[Pointing dataset excerpts]
######

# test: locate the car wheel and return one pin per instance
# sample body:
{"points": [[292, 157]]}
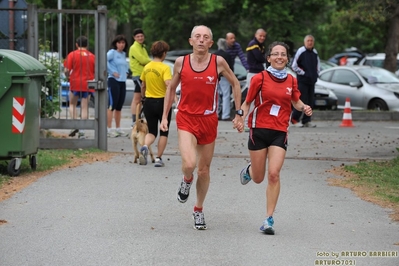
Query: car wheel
{"points": [[378, 105]]}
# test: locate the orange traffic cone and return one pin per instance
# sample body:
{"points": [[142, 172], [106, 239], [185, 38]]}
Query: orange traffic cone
{"points": [[347, 118]]}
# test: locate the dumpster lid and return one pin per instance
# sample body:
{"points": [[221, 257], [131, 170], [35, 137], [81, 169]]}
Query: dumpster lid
{"points": [[16, 63]]}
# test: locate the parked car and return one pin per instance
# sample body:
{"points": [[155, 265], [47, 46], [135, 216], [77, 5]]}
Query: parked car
{"points": [[324, 99], [367, 87], [378, 61], [354, 56], [326, 64]]}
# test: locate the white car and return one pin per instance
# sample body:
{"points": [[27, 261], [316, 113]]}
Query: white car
{"points": [[366, 87], [378, 61]]}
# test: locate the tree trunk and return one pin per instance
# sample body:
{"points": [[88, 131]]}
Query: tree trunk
{"points": [[391, 50], [112, 28]]}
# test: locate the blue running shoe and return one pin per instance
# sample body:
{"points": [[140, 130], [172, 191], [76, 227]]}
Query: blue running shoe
{"points": [[143, 155], [267, 226], [184, 191], [199, 221], [244, 175]]}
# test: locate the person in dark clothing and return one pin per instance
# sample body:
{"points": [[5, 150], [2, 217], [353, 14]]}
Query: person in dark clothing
{"points": [[256, 58], [224, 86], [306, 64], [234, 49]]}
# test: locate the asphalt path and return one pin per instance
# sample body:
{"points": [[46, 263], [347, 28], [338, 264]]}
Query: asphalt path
{"points": [[121, 213]]}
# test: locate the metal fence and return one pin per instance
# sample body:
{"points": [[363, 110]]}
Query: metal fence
{"points": [[49, 35]]}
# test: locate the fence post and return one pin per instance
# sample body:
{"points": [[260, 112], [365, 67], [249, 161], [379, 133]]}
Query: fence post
{"points": [[33, 31], [101, 77]]}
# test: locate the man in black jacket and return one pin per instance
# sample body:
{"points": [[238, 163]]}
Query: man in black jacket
{"points": [[256, 58], [224, 85], [256, 54], [306, 64]]}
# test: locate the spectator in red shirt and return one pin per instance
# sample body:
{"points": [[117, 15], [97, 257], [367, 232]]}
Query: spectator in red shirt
{"points": [[79, 67]]}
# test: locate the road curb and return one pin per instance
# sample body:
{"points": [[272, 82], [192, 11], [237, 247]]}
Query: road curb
{"points": [[356, 115]]}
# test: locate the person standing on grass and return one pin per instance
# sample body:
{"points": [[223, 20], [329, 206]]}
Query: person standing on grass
{"points": [[273, 92], [79, 67], [117, 68], [224, 87], [306, 64], [197, 119], [155, 78], [138, 58]]}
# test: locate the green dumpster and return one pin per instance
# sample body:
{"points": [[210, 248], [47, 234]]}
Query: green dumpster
{"points": [[21, 79]]}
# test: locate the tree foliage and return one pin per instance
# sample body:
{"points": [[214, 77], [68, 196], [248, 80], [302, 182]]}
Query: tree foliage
{"points": [[368, 25]]}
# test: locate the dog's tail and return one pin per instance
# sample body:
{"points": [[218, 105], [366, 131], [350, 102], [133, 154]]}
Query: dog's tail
{"points": [[138, 111]]}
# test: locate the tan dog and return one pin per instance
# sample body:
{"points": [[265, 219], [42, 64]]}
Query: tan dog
{"points": [[139, 131]]}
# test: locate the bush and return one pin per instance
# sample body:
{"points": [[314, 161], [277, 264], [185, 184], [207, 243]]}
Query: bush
{"points": [[50, 95]]}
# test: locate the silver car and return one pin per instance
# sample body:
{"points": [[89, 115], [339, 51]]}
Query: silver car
{"points": [[366, 87]]}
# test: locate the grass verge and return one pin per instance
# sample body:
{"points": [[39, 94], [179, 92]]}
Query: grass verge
{"points": [[373, 181], [46, 160]]}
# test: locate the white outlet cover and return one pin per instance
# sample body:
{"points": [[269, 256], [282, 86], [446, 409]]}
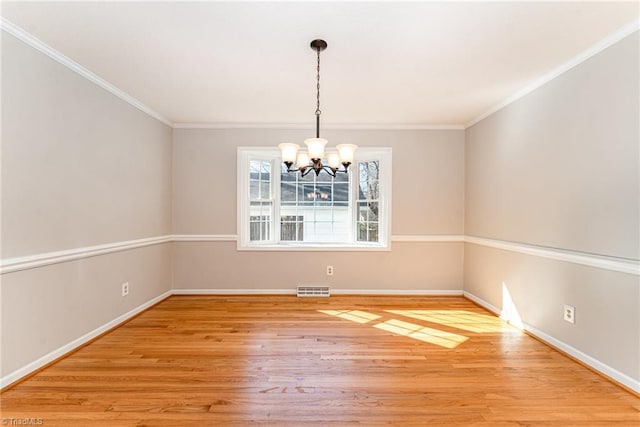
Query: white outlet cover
{"points": [[569, 313]]}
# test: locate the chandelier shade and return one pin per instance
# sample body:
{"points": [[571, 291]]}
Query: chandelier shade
{"points": [[315, 159]]}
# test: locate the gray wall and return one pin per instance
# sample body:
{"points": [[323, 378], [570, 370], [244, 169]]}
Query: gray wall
{"points": [[80, 167], [428, 198], [560, 168]]}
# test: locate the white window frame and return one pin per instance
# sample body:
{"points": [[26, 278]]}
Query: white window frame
{"points": [[245, 154]]}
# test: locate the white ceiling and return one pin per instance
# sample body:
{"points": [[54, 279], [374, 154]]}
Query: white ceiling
{"points": [[388, 63]]}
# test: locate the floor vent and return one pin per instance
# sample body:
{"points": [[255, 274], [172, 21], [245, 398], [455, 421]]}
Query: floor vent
{"points": [[313, 291]]}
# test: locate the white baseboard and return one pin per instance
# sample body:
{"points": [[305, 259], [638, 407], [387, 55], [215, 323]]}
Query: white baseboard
{"points": [[209, 291], [610, 372], [385, 292], [67, 348], [595, 364], [397, 292]]}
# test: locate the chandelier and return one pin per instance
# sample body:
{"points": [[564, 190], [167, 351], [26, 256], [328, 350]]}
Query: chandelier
{"points": [[312, 159]]}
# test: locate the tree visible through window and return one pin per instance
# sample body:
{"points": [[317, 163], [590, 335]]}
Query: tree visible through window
{"points": [[350, 209]]}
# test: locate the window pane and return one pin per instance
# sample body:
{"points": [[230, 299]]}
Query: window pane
{"points": [[368, 180], [265, 190], [291, 228], [288, 192], [311, 201], [254, 189]]}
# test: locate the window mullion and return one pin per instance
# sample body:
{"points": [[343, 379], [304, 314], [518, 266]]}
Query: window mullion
{"points": [[275, 194]]}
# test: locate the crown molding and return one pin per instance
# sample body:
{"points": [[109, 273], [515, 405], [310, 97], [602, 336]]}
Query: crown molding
{"points": [[330, 126], [11, 28], [39, 45], [608, 41]]}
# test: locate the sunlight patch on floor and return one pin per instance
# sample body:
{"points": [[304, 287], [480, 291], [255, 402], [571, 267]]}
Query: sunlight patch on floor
{"points": [[422, 333], [399, 327], [353, 315], [459, 319], [509, 310]]}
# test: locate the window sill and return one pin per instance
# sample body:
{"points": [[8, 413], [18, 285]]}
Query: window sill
{"points": [[316, 247]]}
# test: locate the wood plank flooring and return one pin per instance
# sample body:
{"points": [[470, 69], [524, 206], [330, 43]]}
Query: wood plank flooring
{"points": [[280, 360]]}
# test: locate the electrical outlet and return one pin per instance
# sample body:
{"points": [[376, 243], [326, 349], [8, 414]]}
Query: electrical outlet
{"points": [[569, 313]]}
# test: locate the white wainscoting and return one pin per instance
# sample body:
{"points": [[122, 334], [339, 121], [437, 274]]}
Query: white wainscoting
{"points": [[621, 265]]}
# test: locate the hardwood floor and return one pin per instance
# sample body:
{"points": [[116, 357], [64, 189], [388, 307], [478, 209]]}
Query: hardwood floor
{"points": [[280, 360]]}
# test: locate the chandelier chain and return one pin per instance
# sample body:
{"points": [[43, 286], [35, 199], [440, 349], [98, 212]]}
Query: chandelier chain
{"points": [[318, 112]]}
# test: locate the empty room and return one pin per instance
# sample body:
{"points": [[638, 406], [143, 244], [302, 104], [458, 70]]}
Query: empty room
{"points": [[320, 213]]}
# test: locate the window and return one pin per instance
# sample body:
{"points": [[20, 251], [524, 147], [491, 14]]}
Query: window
{"points": [[281, 210]]}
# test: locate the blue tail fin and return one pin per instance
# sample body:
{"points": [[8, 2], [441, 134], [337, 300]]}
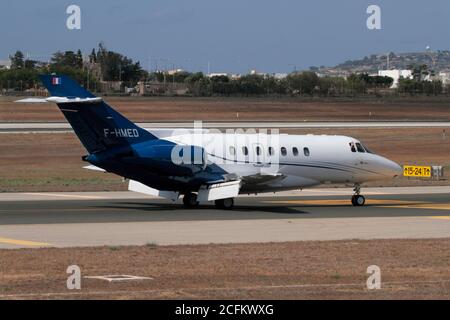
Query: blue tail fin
{"points": [[98, 126]]}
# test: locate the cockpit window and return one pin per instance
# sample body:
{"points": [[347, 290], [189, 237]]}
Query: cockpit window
{"points": [[360, 148], [367, 149]]}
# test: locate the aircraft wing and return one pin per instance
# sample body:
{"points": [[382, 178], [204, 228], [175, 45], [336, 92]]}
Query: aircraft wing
{"points": [[263, 178], [60, 100]]}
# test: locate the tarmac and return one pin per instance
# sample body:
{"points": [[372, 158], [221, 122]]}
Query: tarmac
{"points": [[34, 220]]}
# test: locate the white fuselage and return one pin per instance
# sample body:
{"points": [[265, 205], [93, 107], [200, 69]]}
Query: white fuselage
{"points": [[281, 162]]}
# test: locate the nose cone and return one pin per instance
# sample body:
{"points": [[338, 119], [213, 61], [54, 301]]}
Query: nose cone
{"points": [[392, 169]]}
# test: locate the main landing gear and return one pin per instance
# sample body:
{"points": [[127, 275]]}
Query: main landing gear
{"points": [[190, 201], [357, 199], [226, 204]]}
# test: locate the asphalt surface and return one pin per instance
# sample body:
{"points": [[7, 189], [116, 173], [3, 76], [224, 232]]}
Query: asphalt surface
{"points": [[96, 220], [65, 127]]}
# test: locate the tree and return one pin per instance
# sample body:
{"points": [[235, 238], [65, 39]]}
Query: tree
{"points": [[116, 67], [17, 60], [303, 83]]}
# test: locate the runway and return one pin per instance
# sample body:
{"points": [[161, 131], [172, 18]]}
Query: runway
{"points": [[52, 127], [115, 219]]}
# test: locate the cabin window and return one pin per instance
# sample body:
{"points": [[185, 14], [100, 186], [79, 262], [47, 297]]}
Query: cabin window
{"points": [[360, 148], [306, 152]]}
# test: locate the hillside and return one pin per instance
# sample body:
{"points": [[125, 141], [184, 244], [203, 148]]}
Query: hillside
{"points": [[437, 61]]}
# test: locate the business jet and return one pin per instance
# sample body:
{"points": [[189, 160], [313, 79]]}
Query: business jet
{"points": [[202, 166]]}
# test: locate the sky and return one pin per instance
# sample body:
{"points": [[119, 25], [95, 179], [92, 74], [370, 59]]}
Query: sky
{"points": [[229, 36]]}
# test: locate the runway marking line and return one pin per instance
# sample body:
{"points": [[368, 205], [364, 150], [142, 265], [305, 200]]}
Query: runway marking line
{"points": [[246, 288], [61, 195], [440, 217], [344, 202], [429, 206], [23, 242]]}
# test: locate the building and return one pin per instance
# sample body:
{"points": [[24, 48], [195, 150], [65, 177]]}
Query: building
{"points": [[396, 75], [5, 64], [445, 78]]}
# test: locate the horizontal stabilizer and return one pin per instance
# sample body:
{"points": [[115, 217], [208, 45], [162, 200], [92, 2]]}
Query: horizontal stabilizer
{"points": [[60, 100], [94, 168], [32, 100]]}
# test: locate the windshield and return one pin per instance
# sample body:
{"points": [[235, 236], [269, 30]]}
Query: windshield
{"points": [[367, 149]]}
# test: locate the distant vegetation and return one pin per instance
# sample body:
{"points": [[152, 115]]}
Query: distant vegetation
{"points": [[103, 66]]}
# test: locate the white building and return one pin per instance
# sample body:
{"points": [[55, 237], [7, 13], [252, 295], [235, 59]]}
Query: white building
{"points": [[5, 64], [396, 75]]}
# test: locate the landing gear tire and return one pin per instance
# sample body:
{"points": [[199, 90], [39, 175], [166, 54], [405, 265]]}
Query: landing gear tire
{"points": [[358, 200], [226, 204], [190, 200]]}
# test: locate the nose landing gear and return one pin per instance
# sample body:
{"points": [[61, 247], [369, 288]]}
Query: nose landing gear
{"points": [[190, 200], [357, 199]]}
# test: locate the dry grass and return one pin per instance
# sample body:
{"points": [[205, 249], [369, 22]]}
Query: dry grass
{"points": [[411, 269]]}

######

→ PROBLEM STATEMENT
Repeat, with no changes, each line from the one with "# test: locate the hillside" to the end of the listing, including both ends and nothing else.

→ TASK RESPONSE
# test: locate the hillside and return one pin per instance
# sample body:
{"points": [[125, 141], [184, 244], [203, 148]]}
Query: hillside
{"points": [[437, 61]]}
# test: locate the business jet and return one pin per instance
# sample body:
{"points": [[189, 160], [313, 79]]}
Query: business jet
{"points": [[202, 166]]}
# test: locate the sky and return one pin per instance
# sample body:
{"points": [[119, 25], [95, 179], [92, 74], [370, 59]]}
Query: sky
{"points": [[229, 36]]}
# test: locate the runway marking line and return one pin per instance
# sample body:
{"points": [[368, 205], [364, 150], [142, 265], [305, 200]]}
Query: runway marking line
{"points": [[246, 288], [61, 195], [440, 217], [344, 202], [429, 206], [23, 242]]}
# test: locate the building and return one pin per instance
# sample body:
{"points": [[24, 48], [195, 150], [65, 177]]}
Query: building
{"points": [[396, 75], [5, 64], [445, 78]]}
# test: locate the horizontal stabilizer and return one pin per instance
# sample body:
{"points": [[115, 217], [208, 45], [162, 200], [92, 2]]}
Query: horizontal stabilizer
{"points": [[60, 100], [94, 168], [32, 100]]}
# test: locate the windshield and return one pin per instance
# sample body:
{"points": [[235, 236], [269, 30]]}
Query: windshield
{"points": [[367, 149]]}
# test: locate the distant vegetation and return one pin per instance
# sample body:
{"points": [[152, 115]]}
Query: distant vegetation
{"points": [[103, 66]]}
# test: locate the white building and return one pin per instance
# sample body:
{"points": [[55, 237], [7, 13], [252, 295], [235, 59]]}
Query: white building
{"points": [[5, 64], [396, 75]]}
# test: locate the landing gear tire and return one pin per instance
# sample body:
{"points": [[199, 90], [39, 175], [166, 54], [405, 265]]}
Query: landing gear tire
{"points": [[358, 200], [226, 204], [190, 200]]}
# test: locate the nose landing gear and return one pin per instance
# sample body:
{"points": [[61, 247], [369, 288]]}
Query: nose landing gear
{"points": [[190, 200], [357, 199]]}
# test: locate the dry grass and return one pin per instance
# sample body:
{"points": [[205, 249], [369, 22]]}
Query: dry grass
{"points": [[411, 269]]}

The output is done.